### Listed entries
'''
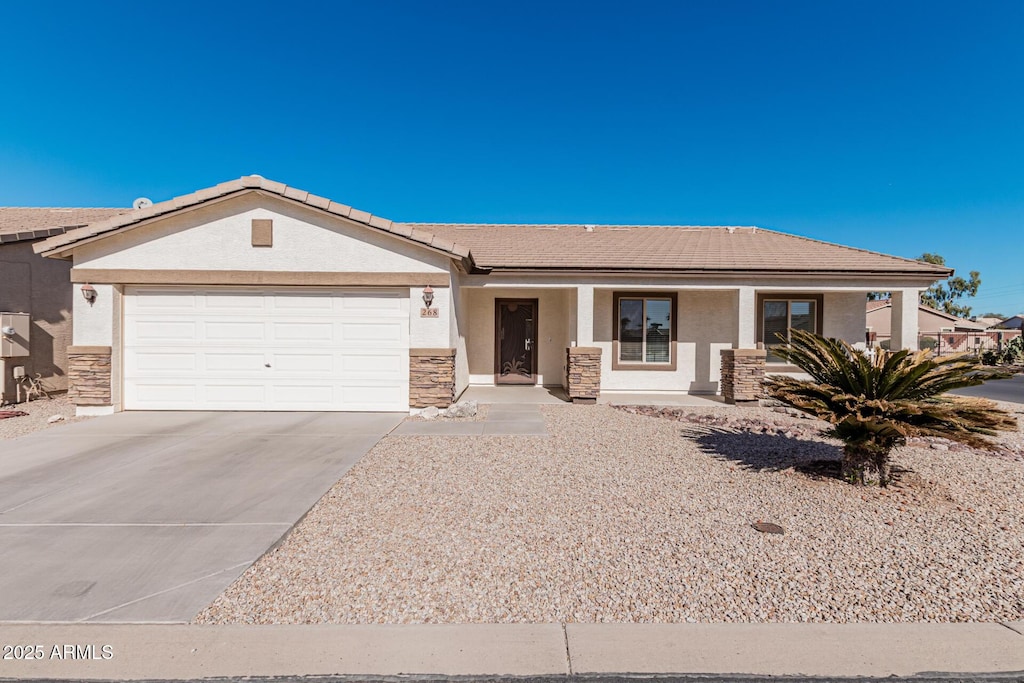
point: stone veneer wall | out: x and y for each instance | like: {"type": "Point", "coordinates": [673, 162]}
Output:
{"type": "Point", "coordinates": [742, 373]}
{"type": "Point", "coordinates": [431, 377]}
{"type": "Point", "coordinates": [584, 368]}
{"type": "Point", "coordinates": [89, 375]}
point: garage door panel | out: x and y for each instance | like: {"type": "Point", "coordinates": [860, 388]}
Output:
{"type": "Point", "coordinates": [373, 332]}
{"type": "Point", "coordinates": [308, 395]}
{"type": "Point", "coordinates": [169, 393]}
{"type": "Point", "coordinates": [161, 332]}
{"type": "Point", "coordinates": [382, 366]}
{"type": "Point", "coordinates": [233, 332]}
{"type": "Point", "coordinates": [227, 302]}
{"type": "Point", "coordinates": [161, 361]}
{"type": "Point", "coordinates": [161, 300]}
{"type": "Point", "coordinates": [233, 360]}
{"type": "Point", "coordinates": [266, 349]}
{"type": "Point", "coordinates": [312, 332]}
{"type": "Point", "coordinates": [322, 364]}
{"type": "Point", "coordinates": [374, 305]}
{"type": "Point", "coordinates": [305, 304]}
{"type": "Point", "coordinates": [236, 395]}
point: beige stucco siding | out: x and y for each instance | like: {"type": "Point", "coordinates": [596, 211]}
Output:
{"type": "Point", "coordinates": [218, 237]}
{"type": "Point", "coordinates": [843, 316]}
{"type": "Point", "coordinates": [458, 327]}
{"type": "Point", "coordinates": [552, 326]}
{"type": "Point", "coordinates": [41, 287]}
{"type": "Point", "coordinates": [708, 323]}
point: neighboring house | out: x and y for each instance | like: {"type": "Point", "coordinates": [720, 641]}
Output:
{"type": "Point", "coordinates": [252, 295]}
{"type": "Point", "coordinates": [40, 287]}
{"type": "Point", "coordinates": [930, 321]}
{"type": "Point", "coordinates": [937, 330]}
{"type": "Point", "coordinates": [989, 323]}
{"type": "Point", "coordinates": [1014, 323]}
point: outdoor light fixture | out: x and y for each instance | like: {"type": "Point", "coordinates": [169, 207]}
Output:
{"type": "Point", "coordinates": [89, 293]}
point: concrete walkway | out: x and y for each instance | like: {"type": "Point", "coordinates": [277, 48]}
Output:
{"type": "Point", "coordinates": [159, 651]}
{"type": "Point", "coordinates": [502, 420]}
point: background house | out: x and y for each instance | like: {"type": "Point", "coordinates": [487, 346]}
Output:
{"type": "Point", "coordinates": [937, 330]}
{"type": "Point", "coordinates": [1014, 323]}
{"type": "Point", "coordinates": [40, 287]}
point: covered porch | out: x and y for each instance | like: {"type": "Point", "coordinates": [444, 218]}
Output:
{"type": "Point", "coordinates": [631, 337]}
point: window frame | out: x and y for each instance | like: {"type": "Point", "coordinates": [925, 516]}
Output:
{"type": "Point", "coordinates": [788, 298]}
{"type": "Point", "coordinates": [673, 299]}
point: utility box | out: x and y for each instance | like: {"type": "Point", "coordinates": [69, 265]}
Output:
{"type": "Point", "coordinates": [14, 335]}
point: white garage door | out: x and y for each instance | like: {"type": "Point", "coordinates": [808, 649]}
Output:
{"type": "Point", "coordinates": [259, 349]}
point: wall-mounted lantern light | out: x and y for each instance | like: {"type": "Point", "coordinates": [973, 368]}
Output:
{"type": "Point", "coordinates": [89, 293]}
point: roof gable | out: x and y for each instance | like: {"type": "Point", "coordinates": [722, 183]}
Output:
{"type": "Point", "coordinates": [61, 245]}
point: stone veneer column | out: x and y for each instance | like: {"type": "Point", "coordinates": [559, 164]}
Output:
{"type": "Point", "coordinates": [584, 365]}
{"type": "Point", "coordinates": [89, 375]}
{"type": "Point", "coordinates": [742, 373]}
{"type": "Point", "coordinates": [431, 377]}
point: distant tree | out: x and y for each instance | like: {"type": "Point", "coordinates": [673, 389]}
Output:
{"type": "Point", "coordinates": [944, 296]}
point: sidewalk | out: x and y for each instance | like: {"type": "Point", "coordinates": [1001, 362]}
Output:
{"type": "Point", "coordinates": [182, 651]}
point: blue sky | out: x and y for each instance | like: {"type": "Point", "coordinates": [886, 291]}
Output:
{"type": "Point", "coordinates": [894, 126]}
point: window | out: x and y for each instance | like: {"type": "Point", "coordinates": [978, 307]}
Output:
{"type": "Point", "coordinates": [643, 332]}
{"type": "Point", "coordinates": [779, 315]}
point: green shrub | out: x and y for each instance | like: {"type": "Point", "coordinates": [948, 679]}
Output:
{"type": "Point", "coordinates": [875, 403]}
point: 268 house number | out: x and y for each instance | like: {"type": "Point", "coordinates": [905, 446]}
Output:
{"type": "Point", "coordinates": [57, 651]}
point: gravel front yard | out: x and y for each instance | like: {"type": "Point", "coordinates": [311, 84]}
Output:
{"type": "Point", "coordinates": [621, 517]}
{"type": "Point", "coordinates": [39, 412]}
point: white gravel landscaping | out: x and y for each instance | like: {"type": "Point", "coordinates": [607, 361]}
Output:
{"type": "Point", "coordinates": [39, 414]}
{"type": "Point", "coordinates": [622, 517]}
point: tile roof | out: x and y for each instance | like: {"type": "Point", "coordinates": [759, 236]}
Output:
'''
### Written problem
Lay out every line of the listing above as a numbered list, skipping blank lines and leaving out the pictures.

### Reply to the exercise
1. point: stone veneer wall | out: x and y for each instance | like: {"type": "Point", "coordinates": [673, 162]}
2. Output:
3. {"type": "Point", "coordinates": [742, 373]}
4. {"type": "Point", "coordinates": [431, 377]}
5. {"type": "Point", "coordinates": [584, 368]}
6. {"type": "Point", "coordinates": [89, 375]}
7. point: garage door panel | out: x and y for each instance | like: {"type": "Point", "coordinates": [860, 388]}
8. Output:
9. {"type": "Point", "coordinates": [373, 332]}
10. {"type": "Point", "coordinates": [308, 395]}
11. {"type": "Point", "coordinates": [169, 393]}
12. {"type": "Point", "coordinates": [161, 332]}
13. {"type": "Point", "coordinates": [382, 366]}
14. {"type": "Point", "coordinates": [233, 332]}
15. {"type": "Point", "coordinates": [227, 302]}
16. {"type": "Point", "coordinates": [161, 361]}
17. {"type": "Point", "coordinates": [161, 300]}
18. {"type": "Point", "coordinates": [233, 360]}
19. {"type": "Point", "coordinates": [266, 349]}
20. {"type": "Point", "coordinates": [312, 332]}
21. {"type": "Point", "coordinates": [322, 364]}
22. {"type": "Point", "coordinates": [374, 305]}
23. {"type": "Point", "coordinates": [305, 304]}
24. {"type": "Point", "coordinates": [236, 395]}
25. point: beige stucco siding | out: x and y for each instance | like: {"type": "Point", "coordinates": [596, 211]}
26. Output:
27. {"type": "Point", "coordinates": [218, 237]}
28. {"type": "Point", "coordinates": [843, 316]}
29. {"type": "Point", "coordinates": [458, 327]}
30. {"type": "Point", "coordinates": [552, 326]}
31. {"type": "Point", "coordinates": [41, 287]}
32. {"type": "Point", "coordinates": [708, 323]}
33. point: neighboring house | out: x and y for each instance | like: {"type": "Point", "coordinates": [720, 641]}
34. Output:
35. {"type": "Point", "coordinates": [252, 295]}
36. {"type": "Point", "coordinates": [40, 287]}
37. {"type": "Point", "coordinates": [930, 321]}
38. {"type": "Point", "coordinates": [937, 330]}
39. {"type": "Point", "coordinates": [989, 323]}
40. {"type": "Point", "coordinates": [1014, 323]}
41. point: outdoor light fixture | out: x and y for each instance | like: {"type": "Point", "coordinates": [169, 207]}
42. Output:
43. {"type": "Point", "coordinates": [89, 293]}
44. point: concrete walkway | out: x and y for each instance | like: {"type": "Point", "coordinates": [277, 48]}
45. Output:
46. {"type": "Point", "coordinates": [159, 651]}
47. {"type": "Point", "coordinates": [502, 420]}
48. point: background house | out: x and y for each instance | like: {"type": "Point", "coordinates": [487, 346]}
49. Output:
50. {"type": "Point", "coordinates": [937, 330]}
51. {"type": "Point", "coordinates": [1014, 323]}
52. {"type": "Point", "coordinates": [40, 287]}
53. point: covered porch | out: x and y for each instance | like: {"type": "Point", "coordinates": [444, 218]}
54. Output:
55. {"type": "Point", "coordinates": [631, 337]}
56. point: window frame | out: x and y for each instance | like: {"type": "Point", "coordinates": [925, 516]}
57. Output:
58. {"type": "Point", "coordinates": [788, 298]}
59. {"type": "Point", "coordinates": [673, 299]}
60. point: utility box | out: x and y for each instance | like: {"type": "Point", "coordinates": [69, 265]}
61. Output:
62. {"type": "Point", "coordinates": [14, 335]}
63. point: white garage door | out: x and y for each instance | like: {"type": "Point", "coordinates": [808, 649]}
64. Output:
65. {"type": "Point", "coordinates": [259, 349]}
66. point: wall-mounted lantern light | out: x and y for each instance | like: {"type": "Point", "coordinates": [973, 368]}
67. Output:
68. {"type": "Point", "coordinates": [89, 293]}
69. point: roof gable | out: x and y for each instance | like: {"type": "Point", "coordinates": [722, 183]}
70. Output:
71. {"type": "Point", "coordinates": [61, 245]}
72. point: stone veneer column | out: x and y for each instance | like: {"type": "Point", "coordinates": [559, 164]}
73. Output:
74. {"type": "Point", "coordinates": [584, 365]}
75. {"type": "Point", "coordinates": [89, 375]}
76. {"type": "Point", "coordinates": [742, 373]}
77. {"type": "Point", "coordinates": [431, 377]}
78. point: distant tree | out: x and y for each instance | like: {"type": "Point", "coordinates": [673, 389]}
79. Output:
80. {"type": "Point", "coordinates": [944, 296]}
81. point: sidewalk | out: x and y for each instance | like: {"type": "Point", "coordinates": [1001, 362]}
82. Output:
83. {"type": "Point", "coordinates": [182, 651]}
84. point: blue sky | out: x and y for each instance | like: {"type": "Point", "coordinates": [886, 291]}
85. Output:
86. {"type": "Point", "coordinates": [894, 126]}
87. point: window | out: x and y for each instance | like: {"type": "Point", "coordinates": [978, 307]}
88. Output:
89. {"type": "Point", "coordinates": [643, 332]}
90. {"type": "Point", "coordinates": [779, 315]}
91. point: green shrub | out: x and y for each instance | like: {"type": "Point", "coordinates": [948, 679]}
92. Output:
93. {"type": "Point", "coordinates": [875, 403]}
94. point: 268 house number | out: x and y for each instance | like: {"type": "Point", "coordinates": [905, 446]}
95. Output:
96. {"type": "Point", "coordinates": [57, 651]}
97. point: gravel front yard | out: x and y for each instance | like: {"type": "Point", "coordinates": [311, 84]}
98. Output:
99. {"type": "Point", "coordinates": [621, 517]}
100. {"type": "Point", "coordinates": [39, 412]}
101. point: white gravel landscaping | out: x and y for each instance | like: {"type": "Point", "coordinates": [607, 361]}
102. Output:
103. {"type": "Point", "coordinates": [39, 414]}
104. {"type": "Point", "coordinates": [622, 517]}
105. point: tile roof | out: x and y for each instance | like: {"type": "Point", "coordinates": [759, 236]}
106. Output:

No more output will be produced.